= Beginning of Section =
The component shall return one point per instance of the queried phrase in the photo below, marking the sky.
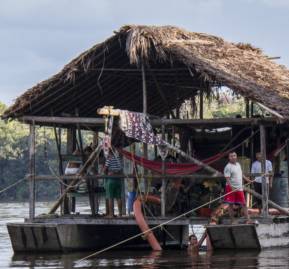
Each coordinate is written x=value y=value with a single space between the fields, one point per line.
x=38 y=37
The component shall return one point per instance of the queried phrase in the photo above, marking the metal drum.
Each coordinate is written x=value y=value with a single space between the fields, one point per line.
x=279 y=193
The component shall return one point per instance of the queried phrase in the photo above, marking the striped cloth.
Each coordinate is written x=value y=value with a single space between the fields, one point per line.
x=113 y=163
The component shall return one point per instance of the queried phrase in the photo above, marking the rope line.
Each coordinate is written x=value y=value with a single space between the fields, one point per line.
x=156 y=227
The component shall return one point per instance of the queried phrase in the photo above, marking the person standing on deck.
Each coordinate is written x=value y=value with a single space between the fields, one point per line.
x=234 y=182
x=257 y=168
x=113 y=185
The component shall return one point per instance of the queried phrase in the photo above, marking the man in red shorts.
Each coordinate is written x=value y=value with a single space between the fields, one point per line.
x=234 y=181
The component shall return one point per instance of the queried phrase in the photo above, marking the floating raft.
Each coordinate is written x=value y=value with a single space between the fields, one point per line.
x=249 y=236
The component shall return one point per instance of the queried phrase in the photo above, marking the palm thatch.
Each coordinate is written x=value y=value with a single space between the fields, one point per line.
x=178 y=65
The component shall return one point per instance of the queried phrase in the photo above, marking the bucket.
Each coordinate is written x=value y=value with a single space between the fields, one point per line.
x=279 y=193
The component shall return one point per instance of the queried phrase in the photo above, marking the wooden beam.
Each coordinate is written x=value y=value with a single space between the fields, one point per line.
x=42 y=120
x=62 y=120
x=97 y=177
x=263 y=171
x=32 y=171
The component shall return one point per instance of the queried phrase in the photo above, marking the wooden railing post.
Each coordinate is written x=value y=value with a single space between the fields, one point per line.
x=32 y=171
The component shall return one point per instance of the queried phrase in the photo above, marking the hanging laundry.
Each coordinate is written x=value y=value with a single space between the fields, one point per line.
x=137 y=125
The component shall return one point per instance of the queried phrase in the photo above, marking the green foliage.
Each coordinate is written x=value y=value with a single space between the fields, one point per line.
x=14 y=160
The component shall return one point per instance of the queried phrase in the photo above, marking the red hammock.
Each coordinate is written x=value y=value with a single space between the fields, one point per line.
x=171 y=168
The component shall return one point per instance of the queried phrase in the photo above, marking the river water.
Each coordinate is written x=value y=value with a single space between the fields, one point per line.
x=14 y=212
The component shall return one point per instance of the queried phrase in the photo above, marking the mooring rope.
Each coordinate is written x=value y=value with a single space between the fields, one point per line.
x=158 y=226
x=12 y=185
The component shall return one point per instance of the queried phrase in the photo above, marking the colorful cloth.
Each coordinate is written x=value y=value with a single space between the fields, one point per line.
x=236 y=197
x=137 y=125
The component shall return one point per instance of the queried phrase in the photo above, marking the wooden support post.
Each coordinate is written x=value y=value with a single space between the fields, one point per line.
x=57 y=136
x=287 y=154
x=70 y=148
x=252 y=109
x=163 y=189
x=94 y=184
x=201 y=104
x=145 y=146
x=247 y=107
x=32 y=171
x=263 y=171
x=144 y=89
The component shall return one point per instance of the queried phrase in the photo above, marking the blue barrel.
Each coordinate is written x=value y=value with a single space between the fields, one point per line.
x=279 y=193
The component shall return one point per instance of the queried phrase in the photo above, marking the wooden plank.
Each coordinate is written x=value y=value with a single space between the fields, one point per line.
x=163 y=188
x=32 y=171
x=155 y=122
x=287 y=153
x=201 y=104
x=263 y=169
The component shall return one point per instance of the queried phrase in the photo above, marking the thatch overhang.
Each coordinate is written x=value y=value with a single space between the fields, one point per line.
x=178 y=64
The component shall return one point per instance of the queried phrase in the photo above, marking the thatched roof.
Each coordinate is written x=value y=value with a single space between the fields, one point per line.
x=178 y=64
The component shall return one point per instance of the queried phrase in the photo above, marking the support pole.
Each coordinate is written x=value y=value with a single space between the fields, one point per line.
x=32 y=171
x=163 y=190
x=287 y=154
x=70 y=148
x=144 y=89
x=247 y=107
x=263 y=170
x=145 y=146
x=201 y=104
x=60 y=166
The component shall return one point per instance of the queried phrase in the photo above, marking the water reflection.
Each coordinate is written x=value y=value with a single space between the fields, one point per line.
x=276 y=258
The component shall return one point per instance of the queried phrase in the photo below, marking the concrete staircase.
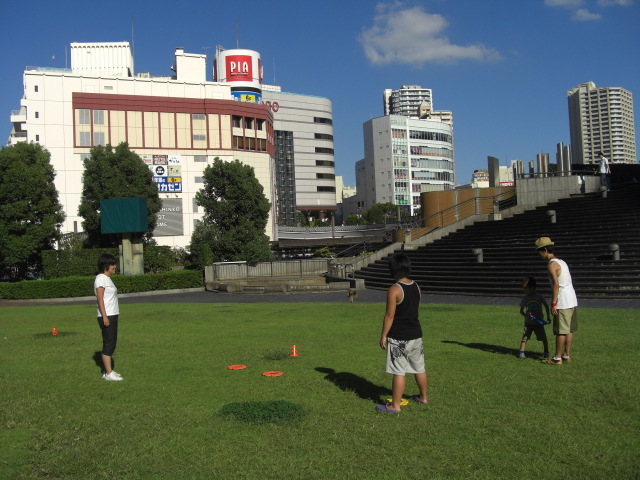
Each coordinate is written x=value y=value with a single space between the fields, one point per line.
x=585 y=227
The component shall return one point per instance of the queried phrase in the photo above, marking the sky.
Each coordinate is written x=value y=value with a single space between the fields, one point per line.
x=503 y=67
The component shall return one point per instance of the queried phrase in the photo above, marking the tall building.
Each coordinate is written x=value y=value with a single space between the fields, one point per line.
x=304 y=158
x=176 y=123
x=601 y=119
x=409 y=101
x=403 y=157
x=409 y=150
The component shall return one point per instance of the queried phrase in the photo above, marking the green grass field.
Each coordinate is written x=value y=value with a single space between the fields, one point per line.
x=181 y=414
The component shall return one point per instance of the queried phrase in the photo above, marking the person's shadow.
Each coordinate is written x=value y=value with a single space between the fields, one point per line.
x=350 y=382
x=97 y=358
x=486 y=347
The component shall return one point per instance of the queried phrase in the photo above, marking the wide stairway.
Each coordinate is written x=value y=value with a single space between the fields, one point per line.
x=584 y=228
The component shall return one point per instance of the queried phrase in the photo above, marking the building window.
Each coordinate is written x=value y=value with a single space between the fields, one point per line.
x=328 y=121
x=98 y=117
x=324 y=163
x=238 y=142
x=324 y=150
x=323 y=136
x=98 y=138
x=84 y=116
x=85 y=139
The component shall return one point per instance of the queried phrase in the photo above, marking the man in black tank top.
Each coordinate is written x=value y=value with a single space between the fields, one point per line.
x=402 y=335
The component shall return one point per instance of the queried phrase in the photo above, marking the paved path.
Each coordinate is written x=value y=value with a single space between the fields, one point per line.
x=200 y=296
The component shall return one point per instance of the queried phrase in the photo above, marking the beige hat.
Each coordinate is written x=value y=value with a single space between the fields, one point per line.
x=543 y=242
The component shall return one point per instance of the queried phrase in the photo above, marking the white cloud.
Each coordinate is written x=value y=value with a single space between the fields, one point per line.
x=563 y=3
x=584 y=15
x=415 y=37
x=615 y=3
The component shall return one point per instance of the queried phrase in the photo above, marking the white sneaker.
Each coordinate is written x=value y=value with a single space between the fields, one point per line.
x=112 y=377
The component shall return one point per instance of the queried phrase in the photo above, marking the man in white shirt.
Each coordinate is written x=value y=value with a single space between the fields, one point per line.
= End of Section =
Exercise brief: Begin at the first line of the records and please reproduce every line exactly through the one containing "the striped cloth.", leaving all pictures out.

Finished task:
The component shall return one point per instance of the queried phrase in the photo below, marking the sky.
Each coordinate is written x=value y=value with a single space between the fields, one point per line.
x=38 y=37
The component shall return one point per instance of the queried phrase in the photo above, marking the metal drum.
Each coordinate is written x=value y=value with a single space between the fields, one point per line.
x=279 y=193
The component shall return one point per instance of the queried phrase in the photo above, marking the striped cloth.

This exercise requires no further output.